### Excerpt
Skip to content

Slang Shader Operator#

Authors: Holoscan Team (NVIDIA)
Supported platforms: x86_64, aarch64
Language: C++, Python
Last modified: August 19, 2025
Latest version: 0.1.0
Minimum Holoscan SDK version: 3.3.0
Tested Holoscan SDK versions: 3.3.0, 3.4.0
Contribution metric: Level 1 - Highly Reliable

The SlangShaderOp is a Holoscan operator that enables execution of Slang shaders within Holoscan applications. It provides a bridge between the Slang shading language and Holoscan's data processing pipeline, allowing developers to write GPU-accelerated compute shaders that can process data flowing through Holoscan applications.

Overview#

The SlangShaderOp compiles Slang shader source code into CUDA kernels and executes them on GPU devices. It supports dynamic parameter binding, automatic input/output port generation, and seamless integration with Holoscan's data flow model.

Features#

  • Slang Shader Compilation: Compiles Slang shader source code to CUDA PTX
  • Dynamic Port Generation: Automatically creates input/output ports based on shader attributes
  • Parameter Binding: Supports scalar parameter types (bool, int, float, etc.)
  • Structured Buffer Support: Handles input/output structured buffers
  • Grid Size Configuration: Configurable compute grid dimensions
  • CUDA Stream Integration: Integrates with Holoscan's CUDA stream management
  • Python and C++ APIs: Available in both Python and C++ interfaces

Requirements#

  • Holoscan SDK 3.3.0 or later
  • CUDA-compatible GPU
  • Slang compiler (automatically fetched during build)

### Request 1
According to the Slang Shader Operator page, what does the SlangShaderOp compile Slang shader source code into?
### Request 2
Write a continuation of the Slang Shader Operator page, starting right after its list of requirements.

### Material

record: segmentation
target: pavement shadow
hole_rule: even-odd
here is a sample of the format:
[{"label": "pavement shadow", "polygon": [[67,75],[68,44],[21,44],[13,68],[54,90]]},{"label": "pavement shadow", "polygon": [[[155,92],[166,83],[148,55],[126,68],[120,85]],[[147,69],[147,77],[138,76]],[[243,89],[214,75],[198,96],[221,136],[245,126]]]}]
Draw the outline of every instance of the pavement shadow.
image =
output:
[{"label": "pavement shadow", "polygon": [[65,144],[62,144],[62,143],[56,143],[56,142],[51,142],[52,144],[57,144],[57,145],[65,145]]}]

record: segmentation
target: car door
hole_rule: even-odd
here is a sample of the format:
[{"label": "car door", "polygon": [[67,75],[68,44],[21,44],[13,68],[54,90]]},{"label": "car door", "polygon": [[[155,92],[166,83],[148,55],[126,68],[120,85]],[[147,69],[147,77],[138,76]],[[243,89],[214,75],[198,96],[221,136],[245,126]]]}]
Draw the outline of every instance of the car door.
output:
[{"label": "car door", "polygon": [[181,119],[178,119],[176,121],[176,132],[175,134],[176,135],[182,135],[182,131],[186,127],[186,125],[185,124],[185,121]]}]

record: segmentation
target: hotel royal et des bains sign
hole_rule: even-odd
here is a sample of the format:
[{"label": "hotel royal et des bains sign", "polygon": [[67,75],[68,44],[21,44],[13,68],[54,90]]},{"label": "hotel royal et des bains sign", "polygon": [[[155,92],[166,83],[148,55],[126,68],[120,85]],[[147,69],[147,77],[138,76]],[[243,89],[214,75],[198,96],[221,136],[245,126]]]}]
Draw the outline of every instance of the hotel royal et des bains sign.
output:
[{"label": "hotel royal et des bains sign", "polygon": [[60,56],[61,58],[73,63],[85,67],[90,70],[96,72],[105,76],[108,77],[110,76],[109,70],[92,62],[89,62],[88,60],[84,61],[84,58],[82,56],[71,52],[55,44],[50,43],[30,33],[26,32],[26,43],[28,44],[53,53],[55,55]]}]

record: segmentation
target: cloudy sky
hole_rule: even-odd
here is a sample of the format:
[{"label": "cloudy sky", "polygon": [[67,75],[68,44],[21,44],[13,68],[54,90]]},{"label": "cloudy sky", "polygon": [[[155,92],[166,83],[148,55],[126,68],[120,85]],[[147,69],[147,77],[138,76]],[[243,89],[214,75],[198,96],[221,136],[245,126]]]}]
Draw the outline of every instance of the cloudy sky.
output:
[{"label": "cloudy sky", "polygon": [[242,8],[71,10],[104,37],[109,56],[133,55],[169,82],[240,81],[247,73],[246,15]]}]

### Task result 1
It compiles Slang shader source code into CUDA kernels, specifically CUDA PTX.

### Task result 2
  • Supported platforms: x86_64, aarch64

Installation#

The SlangShaderOp is included as part of the HoloHub operators. It will be automatically built when you build the HoloHub project.

Usage#

Basic Usage#

The operator can be configured with either a shader source string or a shader source file:

from holoscan.operators import SlangShaderOp

# Using shader source string
shader_source = """
import holoscan

[holoscan::input("input_data")]
StructuredBuffer<float> input_buffer;

[holoscan::output("output_data")]
RWStructuredBuffer<float> output_buffer;

[holoscan::parameter("scale_factor")]
float scale;

[numthreads(256, 1, 1)]
[holoscan::invocations::size_of("input_data")]
void main(uint3 tid : SV_DispatchThreadID) {
    output_buffer[tid.x] = input_buffer[tid.x] * scale;
}
"""

op = SlangShaderOp(
    fragment=app,
    shader_source=shader_source,
    name="my_shader"
)

Note that the data sent to the input of SlangShaderOp must be a data buffer (currently holoscan::Tensor and nvidia::gxf::VideoBuffer types are supported). For Python, any array-like objects implementing the __dlpack__, __array_interface__ or __cuda_array_interface__ are also supported.

Shader Attributes#

The SlangShaderOp uses special attributes to define how shader parameters interact with Holoscan:

Input/Output Attributes#

  • [holoscan::input("port_name")]: Marks a structured buffer as an input port
  • [holoscan::output("port_name")]: Marks a structured buffer as an output port
  • [holoscan::alloc::size_of("port_name")]: Specifies allocation size based on input port
  • [holoscan::alloc(x, y, z)]: Specifies allocation size
  • [holoscan::zeros()]: Initializes a buffer to zero

Parameter Attributes#

  • [holoscan::parameter("param_name")]: Marks a scalar as a configurable parameter
  • [holoscan::size_of("port_name")]: Provides size information from input port
  • [holoscan::strides_of("port_name")]: Provides stride information from input port

Compute Invocations#

  • [holoscan::invocations::size_of("port_name")]: Sets invocations based on input tensor dimensions
  • [holoscan::invocations(x, y, z)]: Sets fixed invocations

Core Operator Parameters#

The operator registers these built-in parameters:

  • shader_source: The Slang shader source code as a string
  • shader_source_file: Path to a Slang shader source file (alternative to shader_source)
  • preprocessor_macros: Map of preprocessor macro names to values for shader compilation
  • allocator: Allocator resource for output buffers (defaults to RMMAllocator)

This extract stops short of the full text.